- PROMPT 1 -
Retype the part of the forum thread on the Small Benefit Exemption running from "Small Benefit Exemption​The" down to "under this exemption.", with no changes.

- READING TEXT -
◆ ◆ ◆ ◆ ◆
Small Benefit Exemption​The Small Benefit Exemption allows an employer to provide limited non-cash benefits or rewards to their workers without the payment of income tax, PRSI and USC.
I am increasing the annual limit provided for in the exemption from €500 to €1,000 and will also permit two vouchers to be granted by an employer in a single year under this exemption.
I propose that these changes will apply in the current tax year, so that additional benefits can be paid this year if an employer wishes to do so.


----------



## Black_Knight

2 500 vouchers per year, and available in 2022


----------



## T McGibney

Stupid move.

The country is already awash with unused (and increasingly unuseable) One4All vouchers.


----------



## Black_Knight

Allgo vouchers is where it's at. Basically a prepaid MasterCard. I always use mine, why wouldn't you!?


----------



## T McGibney

Black_Knight said:


> Allgo vouchers is where it's at. Basically a prepaid MasterCard. I always use mine, why wouldn't you!?


I'm not talking about myself. (I'm not even an employee.)


----------



## jim

its a great move, puts more money back in the working persons pocket - if they get the voucher! 

Of course there will be some that forget to use their voucher. Doesn't make it a stupid move though.


----------



## qwerty5

T McGibney said:


> Stupid move.
> 
> The country is already awash with unused (and increasingly unuseable) One4All vouchers.


I hate the One4All vouchers but they're easily used in Supervalue & Tesco so no excuse for not being able to use them. I use any I ever get in Tesco.


----------



## T McGibney

qwerty5 said:


> I hate the One4All vouchers but they're easily used in Supervalue & Tesco so no excuse for not being able to use them. I use any I ever get in Tesco.


Many people report issues in activating them.


----------



## luckystar

Me2you are much better than one4all


----------



## David1234

jim said:


> its a great move, puts more money back in the working persons pocket - if they get the voucher!
> 
> Of course there will be some that forget to use their voucher. Doesn't make it a stupid move though.


Disagree here. A lot of employers give out these vouchers in November/December as a bonus to help cover the cost of Christmas. It's a tax saving for the employer and employee. Retailers benefit from the additional spend also. I dislike One4All but thankfully there are numerous alternatives available now.
◆ ◆ ◆ ◆ ◆
- PROMPT 2 -
Pull out every line of the records that holds the string "outline".

- DATA -
◆ ◆ ◆ ◆ ◆
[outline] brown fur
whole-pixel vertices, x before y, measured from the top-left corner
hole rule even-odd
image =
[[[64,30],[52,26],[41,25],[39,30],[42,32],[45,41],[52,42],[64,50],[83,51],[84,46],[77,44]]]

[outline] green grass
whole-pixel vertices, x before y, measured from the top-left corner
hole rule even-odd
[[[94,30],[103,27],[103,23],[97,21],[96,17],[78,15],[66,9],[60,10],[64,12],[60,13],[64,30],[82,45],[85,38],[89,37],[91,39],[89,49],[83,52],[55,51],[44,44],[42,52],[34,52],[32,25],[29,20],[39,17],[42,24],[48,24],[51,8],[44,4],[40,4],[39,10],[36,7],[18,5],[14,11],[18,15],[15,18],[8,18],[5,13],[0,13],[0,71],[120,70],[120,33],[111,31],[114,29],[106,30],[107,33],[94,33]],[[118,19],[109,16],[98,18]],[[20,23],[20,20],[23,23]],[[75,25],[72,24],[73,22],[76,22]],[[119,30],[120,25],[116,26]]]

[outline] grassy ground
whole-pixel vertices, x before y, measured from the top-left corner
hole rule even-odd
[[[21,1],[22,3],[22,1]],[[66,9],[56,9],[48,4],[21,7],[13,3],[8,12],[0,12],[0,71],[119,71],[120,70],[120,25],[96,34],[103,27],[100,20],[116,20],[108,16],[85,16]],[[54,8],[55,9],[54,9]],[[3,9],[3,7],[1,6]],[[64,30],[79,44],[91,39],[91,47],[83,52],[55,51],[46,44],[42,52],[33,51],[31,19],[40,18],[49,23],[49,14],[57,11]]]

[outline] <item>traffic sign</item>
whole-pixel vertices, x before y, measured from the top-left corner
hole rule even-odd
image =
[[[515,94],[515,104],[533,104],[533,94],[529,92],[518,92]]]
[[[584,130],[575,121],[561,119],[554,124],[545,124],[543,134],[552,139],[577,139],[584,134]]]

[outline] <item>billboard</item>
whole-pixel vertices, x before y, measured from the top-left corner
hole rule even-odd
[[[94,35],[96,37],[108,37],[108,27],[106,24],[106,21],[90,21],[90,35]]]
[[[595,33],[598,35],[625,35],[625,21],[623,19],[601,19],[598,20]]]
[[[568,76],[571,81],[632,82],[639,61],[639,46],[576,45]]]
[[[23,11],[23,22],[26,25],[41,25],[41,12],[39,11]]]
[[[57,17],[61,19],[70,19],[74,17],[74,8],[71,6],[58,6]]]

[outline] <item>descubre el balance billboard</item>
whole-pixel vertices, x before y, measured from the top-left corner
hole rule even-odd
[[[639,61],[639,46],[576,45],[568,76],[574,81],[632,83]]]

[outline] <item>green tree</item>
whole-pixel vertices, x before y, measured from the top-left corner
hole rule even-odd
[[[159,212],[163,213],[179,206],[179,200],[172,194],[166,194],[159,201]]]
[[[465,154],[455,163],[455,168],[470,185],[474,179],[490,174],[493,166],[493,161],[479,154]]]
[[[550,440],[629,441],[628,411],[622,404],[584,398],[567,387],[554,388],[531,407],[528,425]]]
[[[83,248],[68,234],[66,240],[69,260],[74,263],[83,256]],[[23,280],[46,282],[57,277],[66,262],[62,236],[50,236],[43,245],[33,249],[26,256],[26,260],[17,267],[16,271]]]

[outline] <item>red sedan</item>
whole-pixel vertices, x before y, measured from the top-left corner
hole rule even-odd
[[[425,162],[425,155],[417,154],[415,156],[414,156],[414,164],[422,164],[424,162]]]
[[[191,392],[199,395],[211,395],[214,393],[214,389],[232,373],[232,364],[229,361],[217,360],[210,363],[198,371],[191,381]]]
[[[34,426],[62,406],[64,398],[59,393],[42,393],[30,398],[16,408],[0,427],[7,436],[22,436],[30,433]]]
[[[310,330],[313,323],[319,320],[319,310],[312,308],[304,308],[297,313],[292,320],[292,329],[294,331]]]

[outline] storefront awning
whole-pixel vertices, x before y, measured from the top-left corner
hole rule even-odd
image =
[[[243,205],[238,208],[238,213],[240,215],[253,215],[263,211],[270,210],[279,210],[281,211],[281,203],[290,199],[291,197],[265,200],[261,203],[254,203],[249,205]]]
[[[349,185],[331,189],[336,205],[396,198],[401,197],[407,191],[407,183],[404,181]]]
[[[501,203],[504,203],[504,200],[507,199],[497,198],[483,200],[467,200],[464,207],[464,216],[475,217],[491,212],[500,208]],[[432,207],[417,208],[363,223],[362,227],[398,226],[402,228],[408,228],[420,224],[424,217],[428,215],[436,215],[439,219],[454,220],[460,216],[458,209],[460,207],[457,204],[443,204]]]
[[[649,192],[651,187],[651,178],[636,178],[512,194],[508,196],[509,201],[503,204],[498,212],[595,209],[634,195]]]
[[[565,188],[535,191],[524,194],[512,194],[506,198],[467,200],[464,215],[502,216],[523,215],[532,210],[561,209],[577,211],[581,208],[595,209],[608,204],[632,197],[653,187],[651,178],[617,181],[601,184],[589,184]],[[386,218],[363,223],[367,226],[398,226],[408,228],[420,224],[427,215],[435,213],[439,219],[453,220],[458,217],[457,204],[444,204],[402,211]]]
◆ ◆ ◆ ◆ ◆
- EXERCISE ANSWER 1 -
Small Benefit Exemption​The Small Benefit Exemption allows an employer to provide limited non-cash benefits or rewards to their workers without the payment of income tax, PRSI and USC.
I am increasing the annual limit provided for in the exemption from €500 to €1,000 and will also permit two vouchers to be granted by an employer in a single year under this exemption.

- EXERCISE ANSWER 2 -
[outline] brown fur
[outline] green grass
[outline] grassy ground
[outline] <item>traffic sign</item>
[outline] <item>billboard</item>
[outline] <item>descubre el balance billboard</item>
[outline] <item>green tree</item>
[outline] <item>red sedan</item>
[outline] storefront awning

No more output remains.